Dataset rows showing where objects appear
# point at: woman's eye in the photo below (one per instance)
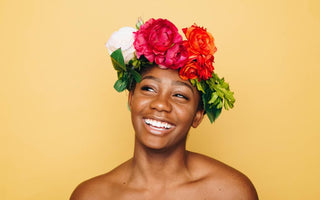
(181, 96)
(146, 88)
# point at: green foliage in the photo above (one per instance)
(216, 94)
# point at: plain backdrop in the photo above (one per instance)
(61, 121)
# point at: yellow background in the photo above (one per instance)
(61, 121)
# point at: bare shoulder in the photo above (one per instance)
(224, 181)
(100, 187)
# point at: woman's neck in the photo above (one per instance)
(160, 167)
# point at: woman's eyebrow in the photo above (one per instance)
(183, 84)
(152, 78)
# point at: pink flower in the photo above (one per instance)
(160, 42)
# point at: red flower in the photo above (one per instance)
(200, 42)
(189, 71)
(201, 47)
(159, 41)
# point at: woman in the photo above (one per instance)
(171, 87)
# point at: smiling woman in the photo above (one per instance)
(171, 87)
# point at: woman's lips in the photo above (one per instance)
(158, 127)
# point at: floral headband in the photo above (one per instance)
(158, 42)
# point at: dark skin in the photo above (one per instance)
(163, 109)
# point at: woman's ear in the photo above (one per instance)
(198, 118)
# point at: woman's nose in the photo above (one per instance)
(161, 103)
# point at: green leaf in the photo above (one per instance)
(118, 60)
(121, 84)
(214, 97)
(200, 86)
(137, 77)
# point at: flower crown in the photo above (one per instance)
(158, 42)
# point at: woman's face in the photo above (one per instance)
(163, 108)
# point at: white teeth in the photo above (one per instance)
(157, 124)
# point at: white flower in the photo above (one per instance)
(123, 38)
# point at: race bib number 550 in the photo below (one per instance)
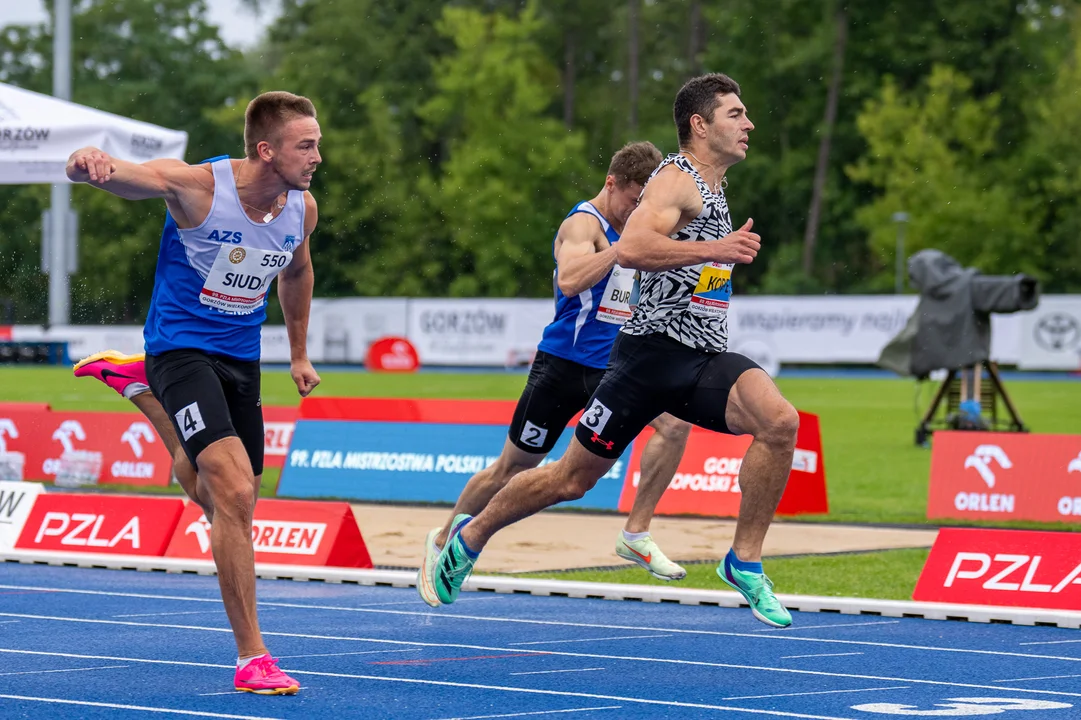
(240, 277)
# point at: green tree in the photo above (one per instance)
(511, 168)
(932, 156)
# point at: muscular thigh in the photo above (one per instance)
(555, 391)
(706, 403)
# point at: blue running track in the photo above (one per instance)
(105, 643)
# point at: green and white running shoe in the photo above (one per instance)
(758, 590)
(426, 574)
(454, 564)
(648, 555)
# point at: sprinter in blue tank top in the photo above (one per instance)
(592, 301)
(232, 226)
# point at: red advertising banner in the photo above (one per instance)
(1000, 476)
(101, 523)
(706, 481)
(1015, 568)
(278, 426)
(283, 532)
(121, 448)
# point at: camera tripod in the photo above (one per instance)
(971, 403)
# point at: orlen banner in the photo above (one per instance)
(123, 447)
(283, 532)
(1005, 476)
(1016, 568)
(101, 523)
(706, 481)
(406, 450)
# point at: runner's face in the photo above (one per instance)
(728, 134)
(297, 156)
(623, 200)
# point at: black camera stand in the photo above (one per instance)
(963, 385)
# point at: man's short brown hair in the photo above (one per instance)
(634, 163)
(268, 112)
(699, 96)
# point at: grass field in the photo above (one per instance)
(875, 472)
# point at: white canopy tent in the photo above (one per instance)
(38, 133)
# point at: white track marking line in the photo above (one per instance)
(792, 628)
(186, 612)
(864, 643)
(444, 683)
(1046, 677)
(622, 637)
(359, 652)
(132, 707)
(581, 669)
(522, 715)
(557, 653)
(69, 669)
(819, 692)
(819, 655)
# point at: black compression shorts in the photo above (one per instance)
(210, 397)
(653, 374)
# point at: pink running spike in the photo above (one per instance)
(115, 369)
(263, 676)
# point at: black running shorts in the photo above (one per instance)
(210, 397)
(555, 391)
(653, 374)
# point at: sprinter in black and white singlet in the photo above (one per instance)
(672, 356)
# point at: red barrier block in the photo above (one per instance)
(284, 532)
(1005, 476)
(706, 481)
(1014, 568)
(101, 523)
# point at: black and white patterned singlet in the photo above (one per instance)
(690, 304)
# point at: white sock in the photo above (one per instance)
(242, 663)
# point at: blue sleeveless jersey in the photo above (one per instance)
(586, 324)
(187, 311)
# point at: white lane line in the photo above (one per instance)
(558, 653)
(186, 612)
(69, 669)
(131, 707)
(1046, 677)
(819, 655)
(522, 715)
(864, 643)
(359, 652)
(581, 669)
(773, 636)
(444, 683)
(792, 628)
(622, 637)
(819, 692)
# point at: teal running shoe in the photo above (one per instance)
(454, 564)
(758, 590)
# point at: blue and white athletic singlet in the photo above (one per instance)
(210, 288)
(586, 324)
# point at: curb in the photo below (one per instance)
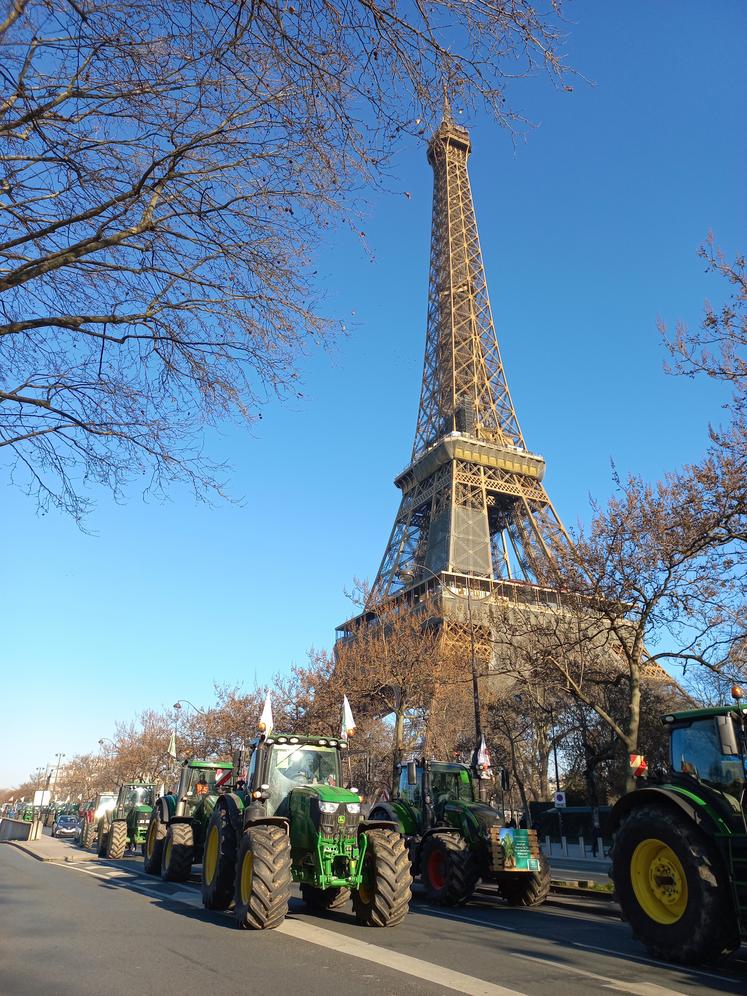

Task instructions: Reproduce every one of the rows above verbatim, leaving the pictures out.

Correct answer:
# point at: woman's eye in the photo below (one per instance)
(181, 96)
(146, 88)
# point at: green foliage in the photo above (one per instance)
(216, 94)
# point at: plain backdrop in the photo above (one per instance)
(61, 121)
# point at: yellow background in the photo above (one per instance)
(61, 121)
# point at: bare shoulder in the photo above (one per instance)
(224, 181)
(100, 187)
# point at: woman's neck in the photo above (one per instance)
(160, 167)
# point at: woman's eyebrow in the photo above (one per instance)
(183, 84)
(152, 78)
# point at: pink flower in the photo above (one per instance)
(160, 42)
# point at: red flower in the photo above (one per instance)
(200, 42)
(189, 71)
(201, 47)
(159, 41)
# point at: woman in the photo above (one per instance)
(171, 87)
# point at: smiling woman in the photo above (one per instance)
(171, 87)
# point at: woman's lips in the photo above (one per instance)
(158, 127)
# point at: floral headband in the photo above (one per instance)
(158, 42)
# point at: dark skin in the photo above (one per instance)
(163, 109)
# point at: woman's ear in the photo above (one per instance)
(198, 118)
# point at: woman's nose in the photo above (one per instance)
(161, 103)
# point at: green leaf in the photo above (one per instance)
(118, 60)
(121, 84)
(214, 97)
(200, 86)
(137, 77)
# point at: flower crown in the photo above (one per instance)
(158, 42)
# point at: woman's face in the photo above (one per instance)
(163, 108)
# point at: white teeth in the photo above (one per instance)
(157, 124)
# point at: white flower in the photo above (one per instance)
(123, 38)
# point at: race bib number 550 in the photo below (one per instance)
(240, 277)
# point at: green tree in the photo above (one per instance)
(511, 168)
(932, 156)
# point at: muscular thigh in the photo above (one per instance)
(555, 391)
(706, 403)
# point at: blue running track in the photo above (one per instance)
(105, 643)
# point at: green and white running shoe in the photo above (one per instance)
(758, 590)
(426, 574)
(454, 564)
(648, 555)
# point at: sprinter in blue tank top in the photo above (one per instance)
(592, 301)
(232, 226)
# point at: red advertising banner in the photo above (one per instance)
(1000, 476)
(101, 523)
(706, 481)
(1015, 568)
(278, 426)
(283, 532)
(121, 448)
# point at: camera tripod in the photo above (one per instance)
(971, 403)
# point at: orlen banner in the photo above (one per instance)
(123, 447)
(283, 532)
(1005, 476)
(1016, 568)
(101, 523)
(706, 481)
(406, 450)
# point at: runner's face in the photo above (one per instance)
(728, 134)
(297, 156)
(623, 200)
# point at: black camera stand in the photo above (one per instance)
(963, 385)
# point at: man's short brown hair in the photo above (one per instance)
(634, 163)
(268, 112)
(699, 96)
# point at: grass field in the photo above (one per instance)
(875, 472)
# point at: white canopy tent in the photo above (one per instance)
(38, 133)
# point at: white track marking line in the photo above (one per instance)
(792, 628)
(186, 612)
(864, 643)
(444, 683)
(1046, 677)
(622, 637)
(359, 652)
(132, 707)
(581, 669)
(522, 715)
(557, 653)
(69, 669)
(819, 692)
(819, 655)
# point at: black compression shorts in the photo above (one per instance)
(210, 397)
(653, 374)
# point at: pink running spike in the photo above (one per instance)
(115, 369)
(263, 676)
# point at: black running shorts in the photo above (one per instance)
(210, 397)
(555, 391)
(653, 374)
# point at: sprinter in black and white singlet in the photo above (one per instance)
(672, 356)
# point at: red barrier block in the photo above (one per instance)
(284, 532)
(1005, 476)
(706, 481)
(1014, 568)
(101, 523)
# point at: black and white patterned singlet in the photo above (one per instance)
(690, 304)
# point at: white sock in the photo above (one per instance)
(242, 663)
# point at: blue sleeveless jersey in the photo above (one per instance)
(586, 324)
(187, 311)
# point at: white lane line in the photo above (one per instance)
(558, 653)
(186, 612)
(69, 669)
(131, 707)
(1046, 677)
(819, 655)
(522, 715)
(864, 643)
(359, 652)
(581, 669)
(773, 636)
(444, 683)
(792, 628)
(622, 637)
(819, 692)
# point at: teal running shoe in the photo above (one per instance)
(454, 564)
(758, 590)
# point at: blue and white athletic singlet in the photo above (one per instance)
(210, 288)
(586, 324)
# point at: curb in the photo below (one per instance)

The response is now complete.